## WHAT IS ASKED
From the records below, pull out every line that contains the string "cleat". Case matters, so skip lines where it appears only with different capitalization.

## AVAILABLE RECORDS

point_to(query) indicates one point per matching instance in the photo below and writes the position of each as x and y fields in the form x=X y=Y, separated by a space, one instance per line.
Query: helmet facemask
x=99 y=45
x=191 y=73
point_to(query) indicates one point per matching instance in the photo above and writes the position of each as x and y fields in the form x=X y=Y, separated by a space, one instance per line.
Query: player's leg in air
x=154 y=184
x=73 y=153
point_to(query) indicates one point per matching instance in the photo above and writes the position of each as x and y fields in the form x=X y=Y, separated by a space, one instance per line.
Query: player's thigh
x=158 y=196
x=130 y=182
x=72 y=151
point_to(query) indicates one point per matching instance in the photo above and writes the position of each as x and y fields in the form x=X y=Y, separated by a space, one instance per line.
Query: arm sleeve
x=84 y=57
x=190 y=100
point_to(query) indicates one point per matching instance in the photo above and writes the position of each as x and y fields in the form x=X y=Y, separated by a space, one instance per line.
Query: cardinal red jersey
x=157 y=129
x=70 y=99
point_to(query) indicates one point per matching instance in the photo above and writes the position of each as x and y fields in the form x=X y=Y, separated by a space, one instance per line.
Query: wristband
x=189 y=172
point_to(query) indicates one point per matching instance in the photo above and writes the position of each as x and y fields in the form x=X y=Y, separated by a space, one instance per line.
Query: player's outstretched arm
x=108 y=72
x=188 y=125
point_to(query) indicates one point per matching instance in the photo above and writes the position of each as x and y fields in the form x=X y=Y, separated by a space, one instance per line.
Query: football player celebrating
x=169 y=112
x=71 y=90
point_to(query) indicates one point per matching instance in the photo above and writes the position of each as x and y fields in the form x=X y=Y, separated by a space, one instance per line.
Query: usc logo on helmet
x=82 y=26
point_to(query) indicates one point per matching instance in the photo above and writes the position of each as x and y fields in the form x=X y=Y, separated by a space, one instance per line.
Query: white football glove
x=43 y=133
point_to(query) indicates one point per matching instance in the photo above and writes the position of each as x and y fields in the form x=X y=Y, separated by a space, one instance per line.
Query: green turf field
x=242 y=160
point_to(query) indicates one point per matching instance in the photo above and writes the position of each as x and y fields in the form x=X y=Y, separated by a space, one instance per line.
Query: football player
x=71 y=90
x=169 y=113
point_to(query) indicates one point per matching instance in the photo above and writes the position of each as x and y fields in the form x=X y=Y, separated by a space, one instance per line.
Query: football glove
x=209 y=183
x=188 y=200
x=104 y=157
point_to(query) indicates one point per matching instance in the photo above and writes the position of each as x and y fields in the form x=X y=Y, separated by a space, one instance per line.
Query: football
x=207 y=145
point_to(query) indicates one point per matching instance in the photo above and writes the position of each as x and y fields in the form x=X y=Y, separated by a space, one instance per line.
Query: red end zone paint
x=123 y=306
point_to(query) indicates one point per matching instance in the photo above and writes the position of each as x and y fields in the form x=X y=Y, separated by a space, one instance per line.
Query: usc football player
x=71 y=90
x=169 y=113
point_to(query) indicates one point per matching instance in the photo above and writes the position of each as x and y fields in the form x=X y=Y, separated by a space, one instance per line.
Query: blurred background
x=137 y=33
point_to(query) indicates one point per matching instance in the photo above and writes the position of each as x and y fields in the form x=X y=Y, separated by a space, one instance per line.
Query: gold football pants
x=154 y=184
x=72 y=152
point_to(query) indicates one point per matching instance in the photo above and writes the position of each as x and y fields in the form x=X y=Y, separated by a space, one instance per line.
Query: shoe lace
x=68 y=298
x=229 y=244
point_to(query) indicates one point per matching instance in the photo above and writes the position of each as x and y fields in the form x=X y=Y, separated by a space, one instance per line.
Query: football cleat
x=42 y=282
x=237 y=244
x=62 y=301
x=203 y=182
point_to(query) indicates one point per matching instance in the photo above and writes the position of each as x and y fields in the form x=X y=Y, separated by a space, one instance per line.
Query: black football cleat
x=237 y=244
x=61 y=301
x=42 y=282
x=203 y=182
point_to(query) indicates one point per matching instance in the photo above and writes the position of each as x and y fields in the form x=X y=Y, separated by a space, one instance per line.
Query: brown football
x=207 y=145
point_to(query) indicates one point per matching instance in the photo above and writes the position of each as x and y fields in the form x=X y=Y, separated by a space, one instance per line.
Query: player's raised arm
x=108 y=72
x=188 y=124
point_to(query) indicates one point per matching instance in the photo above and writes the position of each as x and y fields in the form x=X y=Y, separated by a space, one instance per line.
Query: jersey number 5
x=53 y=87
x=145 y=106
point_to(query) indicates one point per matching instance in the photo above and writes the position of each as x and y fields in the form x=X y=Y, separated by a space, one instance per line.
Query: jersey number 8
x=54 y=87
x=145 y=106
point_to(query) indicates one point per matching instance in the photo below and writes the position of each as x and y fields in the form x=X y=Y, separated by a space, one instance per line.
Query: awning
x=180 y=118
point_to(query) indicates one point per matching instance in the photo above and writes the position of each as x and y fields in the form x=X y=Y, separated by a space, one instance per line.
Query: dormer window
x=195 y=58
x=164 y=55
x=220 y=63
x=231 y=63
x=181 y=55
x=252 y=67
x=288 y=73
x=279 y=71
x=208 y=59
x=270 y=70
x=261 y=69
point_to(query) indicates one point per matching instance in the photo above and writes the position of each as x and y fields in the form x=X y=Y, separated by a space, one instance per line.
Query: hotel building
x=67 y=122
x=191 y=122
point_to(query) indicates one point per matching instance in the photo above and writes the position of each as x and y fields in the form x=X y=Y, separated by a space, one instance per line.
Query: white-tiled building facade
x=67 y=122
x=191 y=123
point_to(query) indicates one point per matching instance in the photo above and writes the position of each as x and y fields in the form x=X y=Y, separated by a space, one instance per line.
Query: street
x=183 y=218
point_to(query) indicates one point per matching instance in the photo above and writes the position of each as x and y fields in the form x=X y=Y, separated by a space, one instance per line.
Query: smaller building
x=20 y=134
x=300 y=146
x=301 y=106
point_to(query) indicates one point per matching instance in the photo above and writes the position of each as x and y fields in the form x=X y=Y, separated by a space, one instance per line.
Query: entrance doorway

## RESPONSE TO THE TASK
Query: football cleat
Query: black football cleat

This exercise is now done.